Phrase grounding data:
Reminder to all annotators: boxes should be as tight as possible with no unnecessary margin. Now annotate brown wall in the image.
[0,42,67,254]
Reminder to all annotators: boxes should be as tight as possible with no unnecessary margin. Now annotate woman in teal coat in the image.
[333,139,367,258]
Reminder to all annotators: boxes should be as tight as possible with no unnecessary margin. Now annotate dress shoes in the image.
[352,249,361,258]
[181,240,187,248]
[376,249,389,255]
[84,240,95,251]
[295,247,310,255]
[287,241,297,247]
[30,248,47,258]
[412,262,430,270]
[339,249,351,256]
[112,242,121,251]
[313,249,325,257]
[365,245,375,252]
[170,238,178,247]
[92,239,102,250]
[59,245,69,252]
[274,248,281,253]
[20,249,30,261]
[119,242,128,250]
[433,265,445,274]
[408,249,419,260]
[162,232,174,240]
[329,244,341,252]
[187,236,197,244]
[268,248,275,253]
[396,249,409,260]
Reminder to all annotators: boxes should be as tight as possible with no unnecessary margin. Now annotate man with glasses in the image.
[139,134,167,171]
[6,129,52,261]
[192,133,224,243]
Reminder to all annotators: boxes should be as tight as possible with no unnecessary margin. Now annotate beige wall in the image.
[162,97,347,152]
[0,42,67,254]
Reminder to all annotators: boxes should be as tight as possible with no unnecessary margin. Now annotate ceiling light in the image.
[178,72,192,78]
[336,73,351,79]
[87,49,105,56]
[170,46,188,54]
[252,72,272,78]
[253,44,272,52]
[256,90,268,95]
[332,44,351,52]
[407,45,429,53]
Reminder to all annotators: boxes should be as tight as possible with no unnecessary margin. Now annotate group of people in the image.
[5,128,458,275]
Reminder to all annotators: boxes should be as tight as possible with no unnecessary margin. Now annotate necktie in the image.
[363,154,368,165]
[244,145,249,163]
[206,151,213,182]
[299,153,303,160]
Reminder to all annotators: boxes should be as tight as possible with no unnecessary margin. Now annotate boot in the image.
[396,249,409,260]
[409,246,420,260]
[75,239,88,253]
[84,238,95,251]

- _WORK INSTRUCTIONS_: Your task is to restate all of the records above word for word.

- _WRITTEN ANSWER_:
Reminder to all annotators: boxes should be as tight as possible with no unnecessary margin. Now annotate brown wall in the image.
[0,42,67,254]
Reminder to all annotators: boxes should be as tight as possible with no unnecessary margin. Now annotate woman in teal coat in the image.
[333,139,367,258]
Reminder to all annotators: boxes should be as tight as possible with no unnecessary margin. Now annotate dress shoes in the image.
[352,249,361,258]
[181,240,187,248]
[376,249,389,255]
[84,240,95,251]
[295,247,310,255]
[287,241,297,247]
[30,248,47,258]
[412,262,430,270]
[339,249,351,256]
[112,242,121,251]
[313,249,325,257]
[365,245,375,252]
[170,238,178,247]
[92,239,102,250]
[59,245,69,252]
[274,248,281,253]
[20,249,30,261]
[119,242,128,250]
[433,265,445,274]
[408,249,419,260]
[162,232,174,240]
[329,244,341,252]
[187,236,197,244]
[268,248,275,253]
[396,249,409,260]
Reminder to all annotators: boxes should be as tight as possible with no unnecessary margin. Now annotate man with glasses in the image.
[139,134,167,171]
[6,129,52,261]
[192,133,224,243]
Reminder to all annotators: boxes should be as tight as possible with no unnecessary margin. Now annotate beige wall in the image.
[162,97,347,152]
[0,42,67,254]
Reminder to all annotators: boxes should be as tight as possible with no unnecessary margin. Now annotate ceiling light in the image.
[178,72,192,78]
[336,73,351,79]
[87,49,105,56]
[170,46,188,54]
[252,72,272,78]
[253,44,272,52]
[256,90,268,95]
[332,44,351,52]
[407,45,429,53]
Reminder to all annotators: boxes should be as tight as possible with no unnecessary margin. Now annotate group of people in the image.
[5,128,458,275]
Reminder to all annotators: boxes should be as tight as possible with no unnecessary margin. Now annotate necktie in the image.
[363,154,368,165]
[244,145,249,163]
[206,151,213,182]
[299,153,303,160]
Reminder to all annotators: boxes should be as tight as possible with no unnecessary margin. Now annotate boot in the image.
[396,249,409,260]
[409,246,420,260]
[75,239,88,253]
[84,238,95,251]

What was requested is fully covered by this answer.